How to complete this task: Rewrite the lines from the one with "For every <instance>" to the one with "box: [300, 254, 554, 630]", changing "rough mask" to "coarse mask" and keeping all else the same.

Data for analysis:
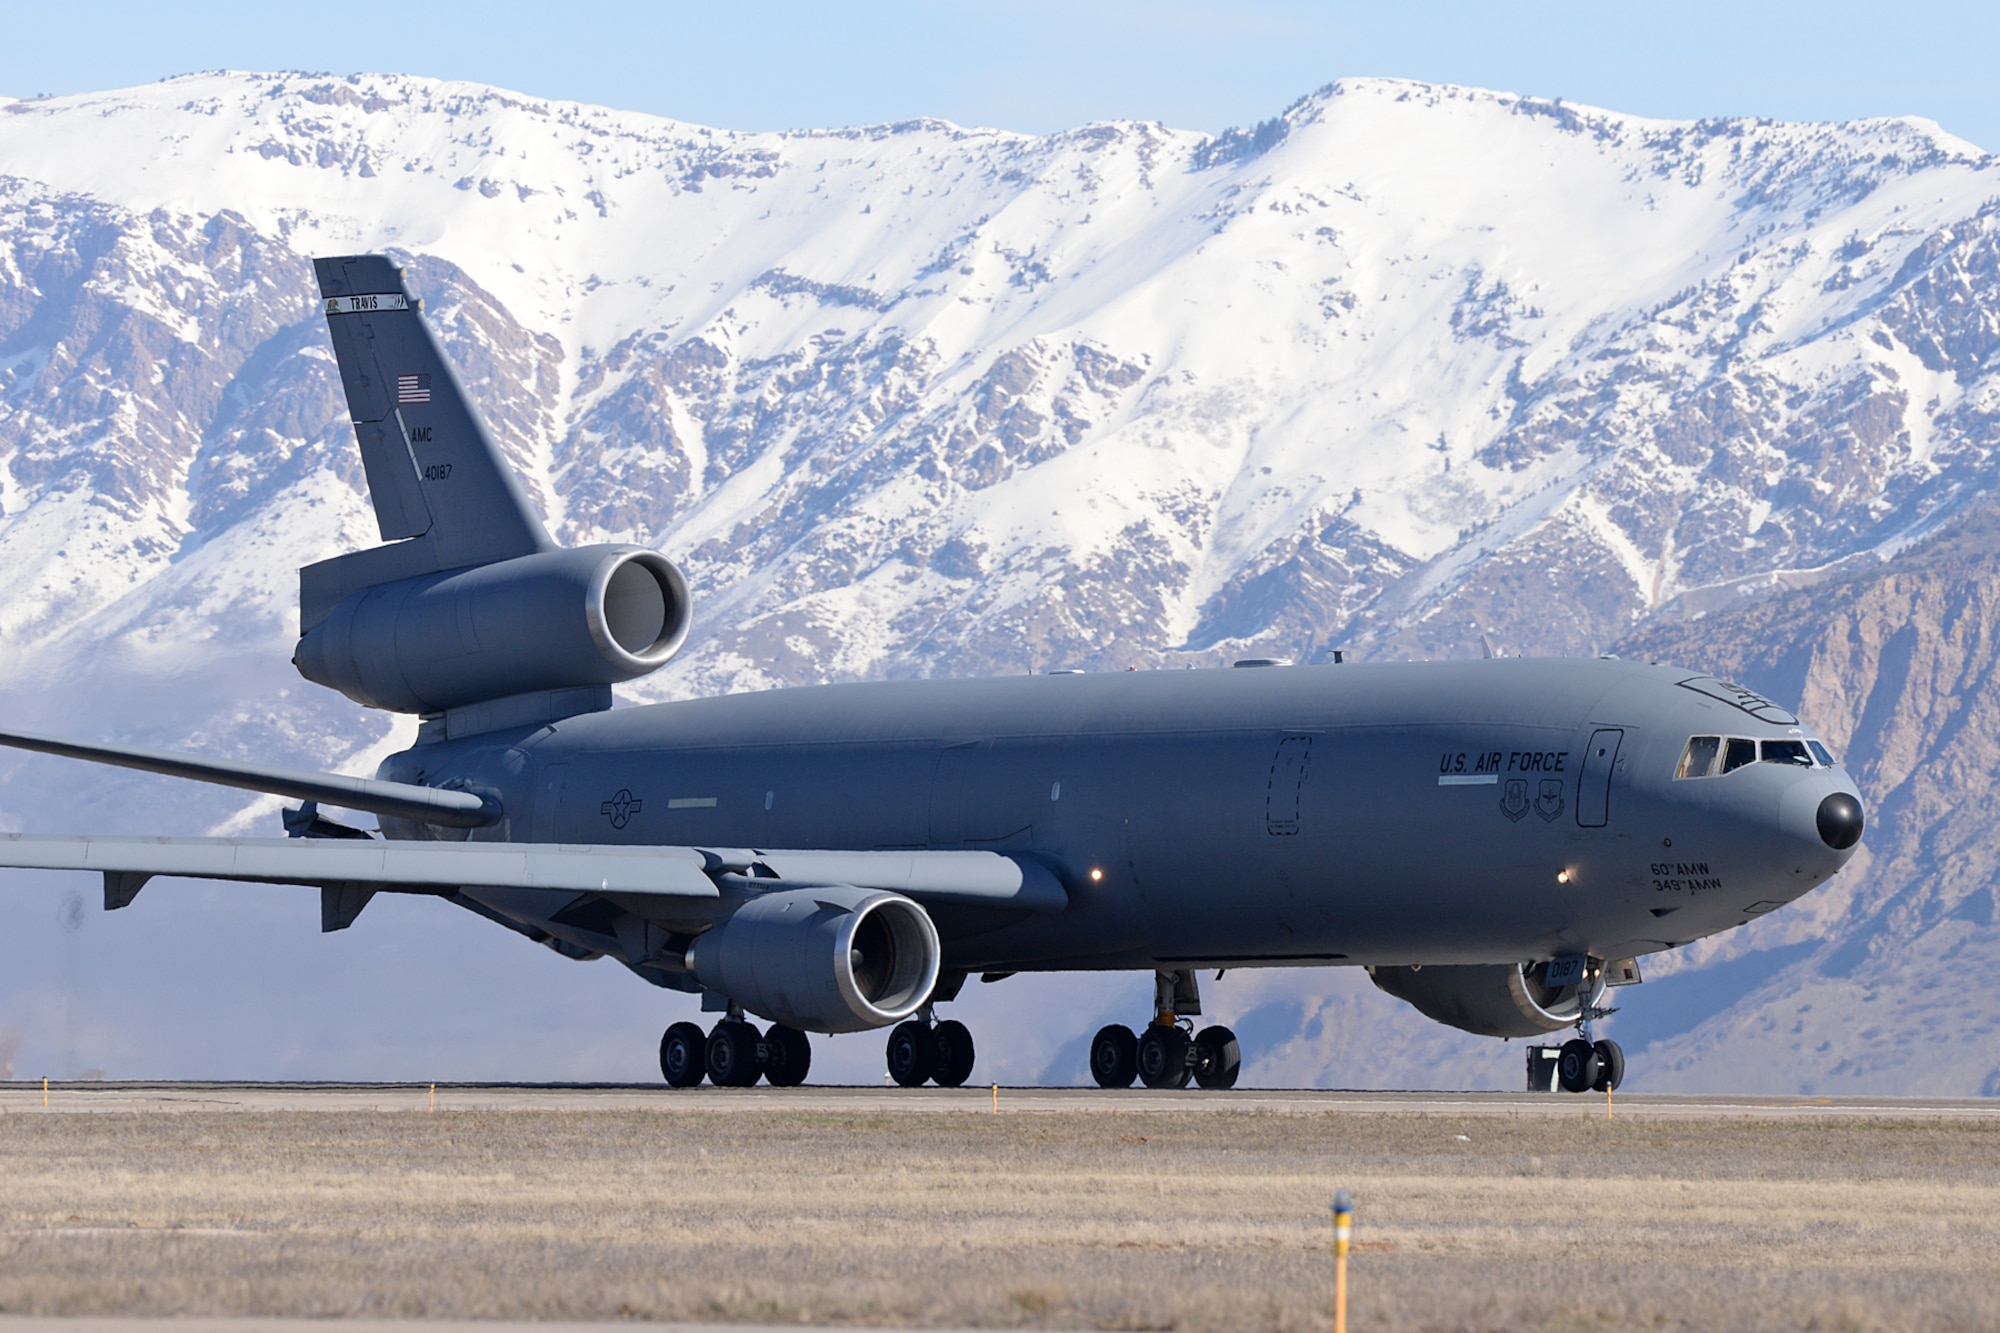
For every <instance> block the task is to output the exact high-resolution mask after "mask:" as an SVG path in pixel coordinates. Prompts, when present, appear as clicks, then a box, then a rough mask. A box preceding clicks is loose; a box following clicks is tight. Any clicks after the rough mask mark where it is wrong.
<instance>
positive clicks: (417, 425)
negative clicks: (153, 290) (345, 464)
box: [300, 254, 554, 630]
---
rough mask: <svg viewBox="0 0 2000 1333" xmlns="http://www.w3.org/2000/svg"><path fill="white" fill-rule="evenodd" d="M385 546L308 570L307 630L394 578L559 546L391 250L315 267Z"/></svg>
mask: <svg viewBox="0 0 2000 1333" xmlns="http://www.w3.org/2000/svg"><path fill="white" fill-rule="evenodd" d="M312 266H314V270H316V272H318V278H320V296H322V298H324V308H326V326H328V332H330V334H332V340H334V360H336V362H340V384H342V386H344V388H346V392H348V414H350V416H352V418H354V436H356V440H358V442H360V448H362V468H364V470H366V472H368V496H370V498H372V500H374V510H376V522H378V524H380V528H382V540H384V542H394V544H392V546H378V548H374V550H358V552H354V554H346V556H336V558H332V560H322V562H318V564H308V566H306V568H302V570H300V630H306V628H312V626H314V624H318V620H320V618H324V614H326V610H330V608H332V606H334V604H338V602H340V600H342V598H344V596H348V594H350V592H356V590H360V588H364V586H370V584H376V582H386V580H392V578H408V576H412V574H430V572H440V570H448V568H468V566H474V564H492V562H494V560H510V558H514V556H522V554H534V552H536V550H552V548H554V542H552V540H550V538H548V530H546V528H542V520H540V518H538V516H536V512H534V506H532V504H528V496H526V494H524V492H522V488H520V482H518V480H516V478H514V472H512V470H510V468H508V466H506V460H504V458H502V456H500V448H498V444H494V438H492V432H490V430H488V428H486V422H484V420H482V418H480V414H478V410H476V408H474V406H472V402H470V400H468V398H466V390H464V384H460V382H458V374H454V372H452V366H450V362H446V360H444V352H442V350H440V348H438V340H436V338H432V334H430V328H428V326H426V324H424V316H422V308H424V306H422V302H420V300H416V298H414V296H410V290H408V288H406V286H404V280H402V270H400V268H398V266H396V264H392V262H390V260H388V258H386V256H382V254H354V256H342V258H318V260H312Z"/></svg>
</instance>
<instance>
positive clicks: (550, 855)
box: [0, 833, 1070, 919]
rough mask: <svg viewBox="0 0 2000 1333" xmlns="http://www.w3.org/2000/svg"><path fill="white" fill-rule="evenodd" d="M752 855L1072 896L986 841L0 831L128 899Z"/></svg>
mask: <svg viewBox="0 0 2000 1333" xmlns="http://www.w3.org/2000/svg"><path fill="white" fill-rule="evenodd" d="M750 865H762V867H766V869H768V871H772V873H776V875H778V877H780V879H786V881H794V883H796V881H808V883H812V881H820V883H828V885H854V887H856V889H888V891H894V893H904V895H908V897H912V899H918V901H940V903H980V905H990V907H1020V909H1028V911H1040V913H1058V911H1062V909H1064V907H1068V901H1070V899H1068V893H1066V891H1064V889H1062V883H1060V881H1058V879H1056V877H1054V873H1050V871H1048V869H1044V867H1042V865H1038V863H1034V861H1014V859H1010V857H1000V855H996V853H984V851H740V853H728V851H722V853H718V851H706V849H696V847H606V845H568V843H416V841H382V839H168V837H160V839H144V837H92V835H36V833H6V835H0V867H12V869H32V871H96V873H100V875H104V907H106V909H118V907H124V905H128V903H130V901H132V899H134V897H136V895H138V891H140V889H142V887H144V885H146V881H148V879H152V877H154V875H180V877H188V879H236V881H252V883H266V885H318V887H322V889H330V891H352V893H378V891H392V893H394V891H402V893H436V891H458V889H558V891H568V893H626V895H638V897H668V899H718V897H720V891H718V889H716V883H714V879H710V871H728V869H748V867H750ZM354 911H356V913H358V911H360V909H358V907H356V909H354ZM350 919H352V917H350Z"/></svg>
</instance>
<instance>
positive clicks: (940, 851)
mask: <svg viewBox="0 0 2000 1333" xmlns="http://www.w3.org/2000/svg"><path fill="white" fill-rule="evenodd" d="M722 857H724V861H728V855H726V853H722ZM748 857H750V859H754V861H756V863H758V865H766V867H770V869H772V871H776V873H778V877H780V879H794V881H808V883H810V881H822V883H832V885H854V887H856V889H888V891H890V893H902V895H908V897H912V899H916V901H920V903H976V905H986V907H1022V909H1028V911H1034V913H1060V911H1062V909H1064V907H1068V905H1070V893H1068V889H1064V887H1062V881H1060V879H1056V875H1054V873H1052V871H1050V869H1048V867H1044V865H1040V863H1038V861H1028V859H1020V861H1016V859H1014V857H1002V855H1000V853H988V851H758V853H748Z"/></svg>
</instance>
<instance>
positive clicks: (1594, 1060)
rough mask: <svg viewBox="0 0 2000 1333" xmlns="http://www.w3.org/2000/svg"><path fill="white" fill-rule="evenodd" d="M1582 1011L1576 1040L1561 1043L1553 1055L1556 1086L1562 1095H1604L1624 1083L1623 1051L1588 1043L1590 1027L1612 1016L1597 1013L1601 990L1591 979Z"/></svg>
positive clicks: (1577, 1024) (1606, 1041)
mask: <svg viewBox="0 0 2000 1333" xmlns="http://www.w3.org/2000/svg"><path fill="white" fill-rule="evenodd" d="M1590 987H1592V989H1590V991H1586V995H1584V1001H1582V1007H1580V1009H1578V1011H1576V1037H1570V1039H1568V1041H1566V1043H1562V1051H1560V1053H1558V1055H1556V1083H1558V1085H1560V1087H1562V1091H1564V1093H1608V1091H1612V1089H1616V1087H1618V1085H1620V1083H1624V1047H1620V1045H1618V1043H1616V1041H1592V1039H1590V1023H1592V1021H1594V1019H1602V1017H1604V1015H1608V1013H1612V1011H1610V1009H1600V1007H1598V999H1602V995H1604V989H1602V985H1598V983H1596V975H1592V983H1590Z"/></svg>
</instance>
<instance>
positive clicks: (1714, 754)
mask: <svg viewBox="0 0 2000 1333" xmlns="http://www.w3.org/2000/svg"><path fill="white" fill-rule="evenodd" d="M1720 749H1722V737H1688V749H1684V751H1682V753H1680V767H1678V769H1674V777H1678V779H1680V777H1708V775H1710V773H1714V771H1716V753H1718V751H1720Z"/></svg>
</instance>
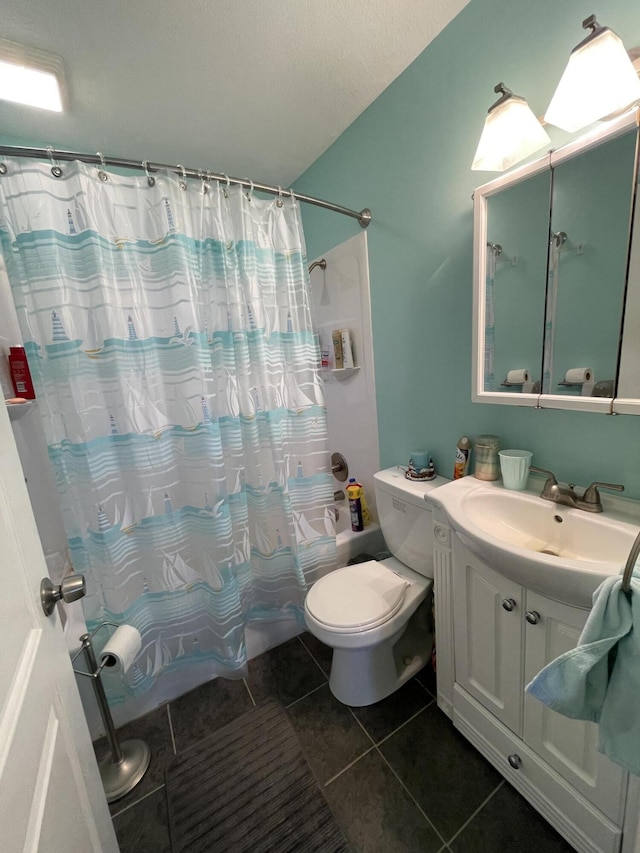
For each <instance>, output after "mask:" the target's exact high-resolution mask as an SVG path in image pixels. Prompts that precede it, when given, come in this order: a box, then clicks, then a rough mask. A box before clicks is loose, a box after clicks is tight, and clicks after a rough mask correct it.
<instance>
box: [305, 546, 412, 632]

Response box:
For every <instance> block the task is to output the exact high-resolution mask after "mask:" as an SVG path in pixel coordinates. Prompts, when present, appear as clicks, then a box, then a coarse mask. A box preceding clicks is loose; a box following clicks is tight. Any clicks after the coarse mask mark where it is wrong.
<instance>
positive clicks: (417, 425)
negative clicks: (153, 290) (345, 464)
box: [300, 254, 554, 630]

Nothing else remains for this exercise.